WORK REQUEST:
Where the string "baby" occurs in a line of the data below, that line should be copied.

DATA SUPPLIED:
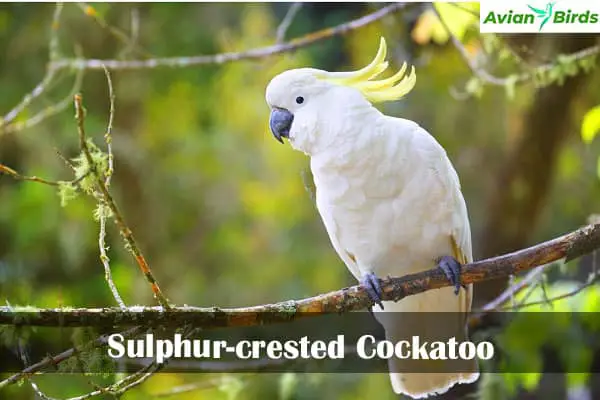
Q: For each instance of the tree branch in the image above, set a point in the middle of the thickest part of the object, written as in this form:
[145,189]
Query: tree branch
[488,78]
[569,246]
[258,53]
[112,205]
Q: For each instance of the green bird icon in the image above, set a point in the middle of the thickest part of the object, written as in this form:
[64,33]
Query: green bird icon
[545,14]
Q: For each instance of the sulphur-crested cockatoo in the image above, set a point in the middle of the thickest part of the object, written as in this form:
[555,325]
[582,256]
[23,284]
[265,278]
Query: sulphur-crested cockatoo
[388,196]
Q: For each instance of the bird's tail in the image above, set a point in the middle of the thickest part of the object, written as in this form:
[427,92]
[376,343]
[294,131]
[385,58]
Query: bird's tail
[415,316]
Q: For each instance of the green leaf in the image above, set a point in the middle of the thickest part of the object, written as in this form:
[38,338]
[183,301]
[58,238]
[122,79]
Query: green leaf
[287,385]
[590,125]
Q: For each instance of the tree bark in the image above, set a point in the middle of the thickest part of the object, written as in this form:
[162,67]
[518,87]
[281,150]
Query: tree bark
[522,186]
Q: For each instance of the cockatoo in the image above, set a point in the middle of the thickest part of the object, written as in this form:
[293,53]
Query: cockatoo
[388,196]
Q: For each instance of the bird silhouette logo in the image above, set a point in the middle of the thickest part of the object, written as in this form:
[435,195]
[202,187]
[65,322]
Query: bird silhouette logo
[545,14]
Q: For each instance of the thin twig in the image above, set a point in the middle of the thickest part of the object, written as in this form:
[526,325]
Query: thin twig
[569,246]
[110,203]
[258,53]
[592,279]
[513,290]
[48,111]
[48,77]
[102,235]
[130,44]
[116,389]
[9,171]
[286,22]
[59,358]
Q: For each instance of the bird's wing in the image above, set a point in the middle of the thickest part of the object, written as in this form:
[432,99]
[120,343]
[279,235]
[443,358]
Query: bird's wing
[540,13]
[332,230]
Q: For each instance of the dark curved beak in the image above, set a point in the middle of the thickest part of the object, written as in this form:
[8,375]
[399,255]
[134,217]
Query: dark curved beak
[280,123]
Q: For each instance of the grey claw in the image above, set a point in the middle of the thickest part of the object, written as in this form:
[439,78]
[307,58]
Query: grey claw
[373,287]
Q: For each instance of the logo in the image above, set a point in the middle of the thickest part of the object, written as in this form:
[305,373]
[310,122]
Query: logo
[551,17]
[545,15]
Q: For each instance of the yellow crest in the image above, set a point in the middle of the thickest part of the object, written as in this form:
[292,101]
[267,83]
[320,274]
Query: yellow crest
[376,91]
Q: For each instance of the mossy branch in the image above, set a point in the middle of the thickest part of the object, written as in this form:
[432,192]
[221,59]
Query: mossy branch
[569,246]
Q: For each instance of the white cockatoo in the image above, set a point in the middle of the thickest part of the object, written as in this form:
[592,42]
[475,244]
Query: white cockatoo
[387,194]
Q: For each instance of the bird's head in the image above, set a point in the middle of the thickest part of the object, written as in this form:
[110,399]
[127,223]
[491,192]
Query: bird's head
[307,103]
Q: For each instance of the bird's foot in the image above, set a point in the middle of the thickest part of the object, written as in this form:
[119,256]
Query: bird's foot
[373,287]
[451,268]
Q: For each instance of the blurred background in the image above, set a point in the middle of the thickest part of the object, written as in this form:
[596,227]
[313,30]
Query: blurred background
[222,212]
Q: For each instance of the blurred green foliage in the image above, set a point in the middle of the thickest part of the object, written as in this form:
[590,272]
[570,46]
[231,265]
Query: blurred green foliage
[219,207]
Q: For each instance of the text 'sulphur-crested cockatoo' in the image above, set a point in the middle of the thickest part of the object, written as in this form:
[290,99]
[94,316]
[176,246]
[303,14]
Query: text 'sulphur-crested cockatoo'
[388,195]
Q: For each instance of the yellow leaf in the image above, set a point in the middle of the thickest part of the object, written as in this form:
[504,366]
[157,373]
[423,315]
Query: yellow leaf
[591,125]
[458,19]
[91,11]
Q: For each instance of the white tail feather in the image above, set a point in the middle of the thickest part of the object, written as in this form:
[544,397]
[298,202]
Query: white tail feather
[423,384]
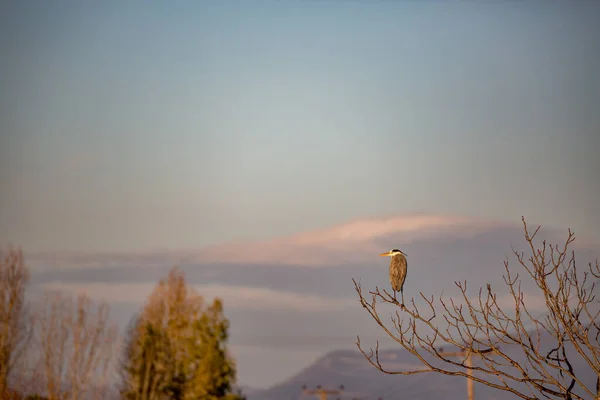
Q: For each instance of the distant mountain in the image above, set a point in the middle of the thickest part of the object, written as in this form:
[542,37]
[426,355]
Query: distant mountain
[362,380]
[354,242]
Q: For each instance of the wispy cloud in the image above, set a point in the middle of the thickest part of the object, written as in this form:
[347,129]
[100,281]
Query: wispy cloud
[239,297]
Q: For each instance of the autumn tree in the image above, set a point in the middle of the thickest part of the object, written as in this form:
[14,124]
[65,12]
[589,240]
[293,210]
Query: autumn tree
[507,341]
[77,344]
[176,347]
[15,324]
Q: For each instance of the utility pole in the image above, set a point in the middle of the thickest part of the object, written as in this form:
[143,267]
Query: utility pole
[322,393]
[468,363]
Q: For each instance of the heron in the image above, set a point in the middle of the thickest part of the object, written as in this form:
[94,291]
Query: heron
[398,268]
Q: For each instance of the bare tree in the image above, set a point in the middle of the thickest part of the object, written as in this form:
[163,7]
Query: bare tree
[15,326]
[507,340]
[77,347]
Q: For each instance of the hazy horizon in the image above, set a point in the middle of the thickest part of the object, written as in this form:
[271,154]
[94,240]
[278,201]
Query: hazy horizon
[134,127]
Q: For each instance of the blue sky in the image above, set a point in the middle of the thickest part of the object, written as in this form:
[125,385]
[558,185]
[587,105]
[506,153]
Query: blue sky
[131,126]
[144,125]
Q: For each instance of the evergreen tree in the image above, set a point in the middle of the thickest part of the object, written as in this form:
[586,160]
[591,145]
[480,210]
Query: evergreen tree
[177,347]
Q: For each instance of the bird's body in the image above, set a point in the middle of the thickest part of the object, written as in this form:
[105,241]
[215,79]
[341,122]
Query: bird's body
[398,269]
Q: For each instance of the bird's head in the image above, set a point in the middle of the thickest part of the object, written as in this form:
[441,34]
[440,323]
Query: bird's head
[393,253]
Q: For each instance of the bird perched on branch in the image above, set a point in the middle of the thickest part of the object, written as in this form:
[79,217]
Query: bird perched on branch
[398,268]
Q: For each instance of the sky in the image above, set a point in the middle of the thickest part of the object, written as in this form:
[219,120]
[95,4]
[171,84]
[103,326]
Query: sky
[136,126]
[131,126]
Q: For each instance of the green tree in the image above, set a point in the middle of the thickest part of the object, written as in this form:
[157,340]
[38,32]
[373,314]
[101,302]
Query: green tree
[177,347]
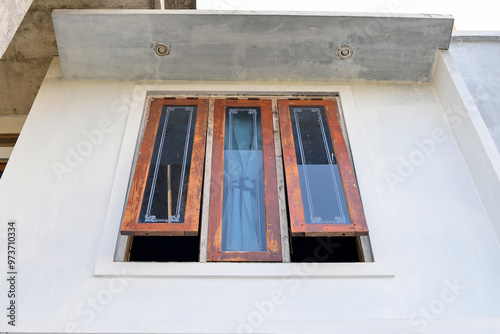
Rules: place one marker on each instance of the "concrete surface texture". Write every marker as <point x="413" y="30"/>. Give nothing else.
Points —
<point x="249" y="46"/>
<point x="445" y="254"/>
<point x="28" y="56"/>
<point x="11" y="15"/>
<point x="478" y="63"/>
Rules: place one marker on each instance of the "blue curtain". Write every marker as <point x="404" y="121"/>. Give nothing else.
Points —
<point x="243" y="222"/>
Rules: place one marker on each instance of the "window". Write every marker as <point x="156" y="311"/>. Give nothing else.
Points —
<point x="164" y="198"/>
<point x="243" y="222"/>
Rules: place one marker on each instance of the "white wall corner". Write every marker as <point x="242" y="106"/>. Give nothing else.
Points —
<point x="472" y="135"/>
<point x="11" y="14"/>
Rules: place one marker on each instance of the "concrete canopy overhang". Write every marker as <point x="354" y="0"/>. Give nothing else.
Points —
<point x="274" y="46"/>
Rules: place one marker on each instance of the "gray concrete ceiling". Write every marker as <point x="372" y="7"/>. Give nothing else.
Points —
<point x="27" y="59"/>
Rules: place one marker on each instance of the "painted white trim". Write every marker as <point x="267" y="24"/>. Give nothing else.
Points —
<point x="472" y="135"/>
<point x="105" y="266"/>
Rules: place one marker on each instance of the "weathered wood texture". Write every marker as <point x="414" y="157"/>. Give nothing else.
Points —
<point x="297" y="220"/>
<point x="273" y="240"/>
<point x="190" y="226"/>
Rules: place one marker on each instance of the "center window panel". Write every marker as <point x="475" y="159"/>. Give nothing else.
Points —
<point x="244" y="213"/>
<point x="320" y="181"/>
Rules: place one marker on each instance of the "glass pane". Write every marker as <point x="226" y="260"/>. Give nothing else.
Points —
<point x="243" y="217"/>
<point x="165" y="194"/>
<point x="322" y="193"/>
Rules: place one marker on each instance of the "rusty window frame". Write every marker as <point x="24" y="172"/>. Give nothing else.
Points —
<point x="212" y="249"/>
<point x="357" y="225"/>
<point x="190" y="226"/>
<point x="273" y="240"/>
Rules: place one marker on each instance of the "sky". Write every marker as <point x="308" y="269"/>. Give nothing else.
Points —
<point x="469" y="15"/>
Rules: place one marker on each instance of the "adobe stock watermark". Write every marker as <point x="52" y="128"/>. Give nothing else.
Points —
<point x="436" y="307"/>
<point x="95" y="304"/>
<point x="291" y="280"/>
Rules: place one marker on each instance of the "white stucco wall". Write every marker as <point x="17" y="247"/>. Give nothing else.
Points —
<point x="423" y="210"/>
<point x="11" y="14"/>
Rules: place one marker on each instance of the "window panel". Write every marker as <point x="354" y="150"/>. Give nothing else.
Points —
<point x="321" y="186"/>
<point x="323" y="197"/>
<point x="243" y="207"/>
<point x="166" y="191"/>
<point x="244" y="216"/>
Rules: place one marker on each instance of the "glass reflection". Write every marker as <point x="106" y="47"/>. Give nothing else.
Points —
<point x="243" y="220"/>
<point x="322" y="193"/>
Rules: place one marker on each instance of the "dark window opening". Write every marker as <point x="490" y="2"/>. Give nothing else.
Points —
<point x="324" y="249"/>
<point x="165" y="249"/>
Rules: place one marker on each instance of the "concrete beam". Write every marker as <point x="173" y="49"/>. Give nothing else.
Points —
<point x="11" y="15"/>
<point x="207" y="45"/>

---

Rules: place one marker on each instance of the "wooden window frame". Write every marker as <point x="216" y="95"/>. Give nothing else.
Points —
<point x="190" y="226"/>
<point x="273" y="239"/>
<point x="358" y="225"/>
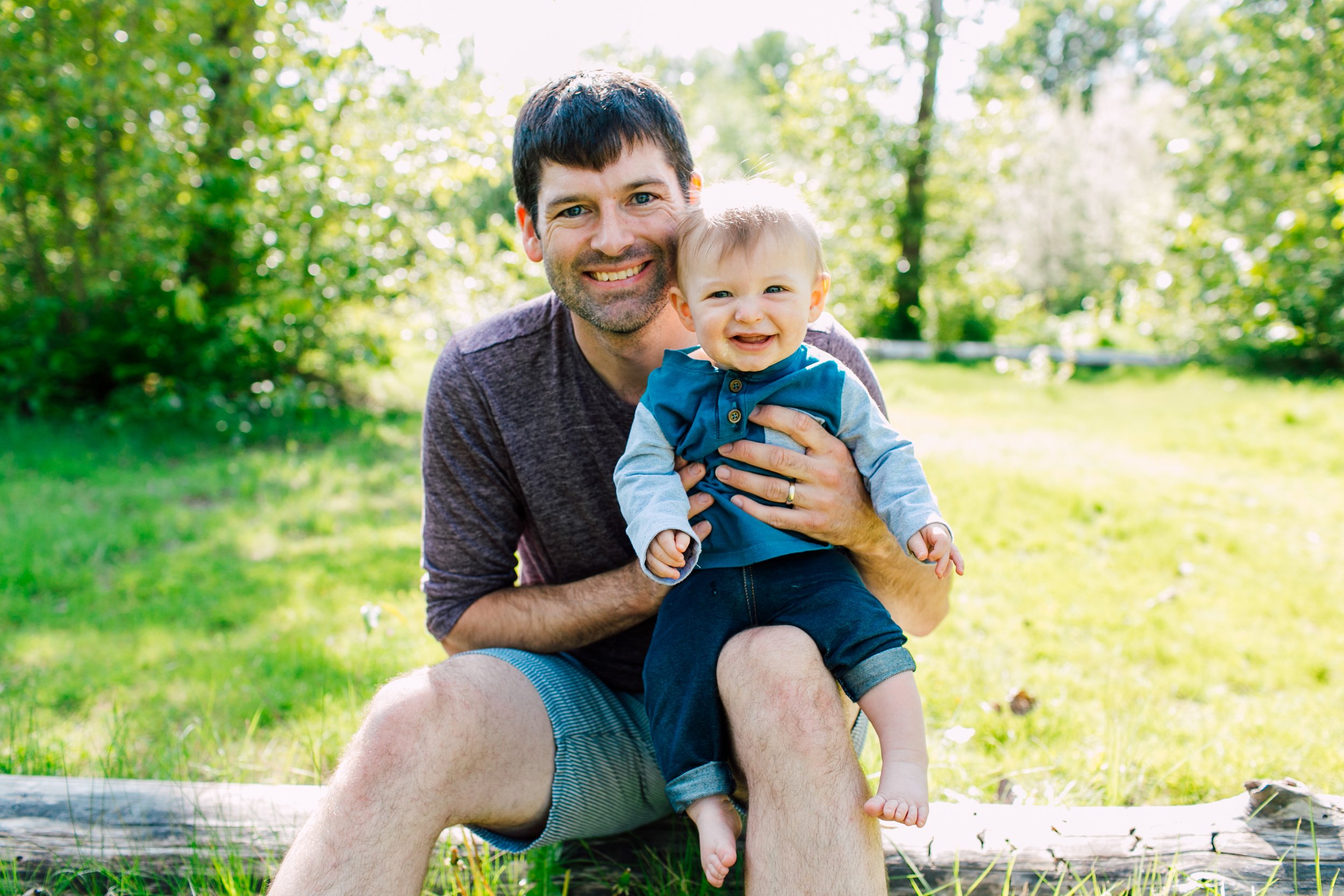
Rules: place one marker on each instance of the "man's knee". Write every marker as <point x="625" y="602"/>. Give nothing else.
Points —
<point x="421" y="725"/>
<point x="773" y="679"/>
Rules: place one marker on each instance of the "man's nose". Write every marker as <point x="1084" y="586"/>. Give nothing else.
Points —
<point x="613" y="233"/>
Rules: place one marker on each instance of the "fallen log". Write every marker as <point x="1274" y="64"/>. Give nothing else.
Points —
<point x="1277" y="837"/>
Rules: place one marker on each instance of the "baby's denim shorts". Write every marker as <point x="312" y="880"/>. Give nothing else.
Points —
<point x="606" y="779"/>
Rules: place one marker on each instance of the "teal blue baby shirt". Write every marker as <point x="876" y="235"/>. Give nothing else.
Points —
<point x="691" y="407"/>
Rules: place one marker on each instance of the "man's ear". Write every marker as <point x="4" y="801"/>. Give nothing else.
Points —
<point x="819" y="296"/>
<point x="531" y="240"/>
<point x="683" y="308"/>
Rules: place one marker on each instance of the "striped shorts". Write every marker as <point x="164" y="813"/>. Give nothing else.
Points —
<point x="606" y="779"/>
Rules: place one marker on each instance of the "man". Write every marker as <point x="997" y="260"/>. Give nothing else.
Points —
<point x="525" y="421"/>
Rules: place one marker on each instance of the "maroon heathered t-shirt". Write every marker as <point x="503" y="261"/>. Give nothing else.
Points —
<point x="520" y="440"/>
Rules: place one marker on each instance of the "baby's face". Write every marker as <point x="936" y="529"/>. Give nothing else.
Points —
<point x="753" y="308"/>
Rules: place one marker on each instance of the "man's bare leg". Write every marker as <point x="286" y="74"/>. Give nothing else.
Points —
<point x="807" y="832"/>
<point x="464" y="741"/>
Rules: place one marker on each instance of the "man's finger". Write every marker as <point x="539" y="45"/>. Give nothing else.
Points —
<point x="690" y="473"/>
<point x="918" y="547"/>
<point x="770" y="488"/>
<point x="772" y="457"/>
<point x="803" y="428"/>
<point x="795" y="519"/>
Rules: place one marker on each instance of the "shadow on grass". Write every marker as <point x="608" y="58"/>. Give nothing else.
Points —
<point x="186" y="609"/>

TASK RESPONSE:
Rules: place one marker on each instance of the "baby's denim shorts". Write every marker as <point x="312" y="880"/>. Give nothing else.
Rules: place one marker on each instance of the "teal blue baby shirt". Write every marker as <point x="876" y="235"/>. Give nothing else.
Rules: place one marker on each instance of the "baby's face". Write every marker as <point x="936" y="529"/>. Give nothing else.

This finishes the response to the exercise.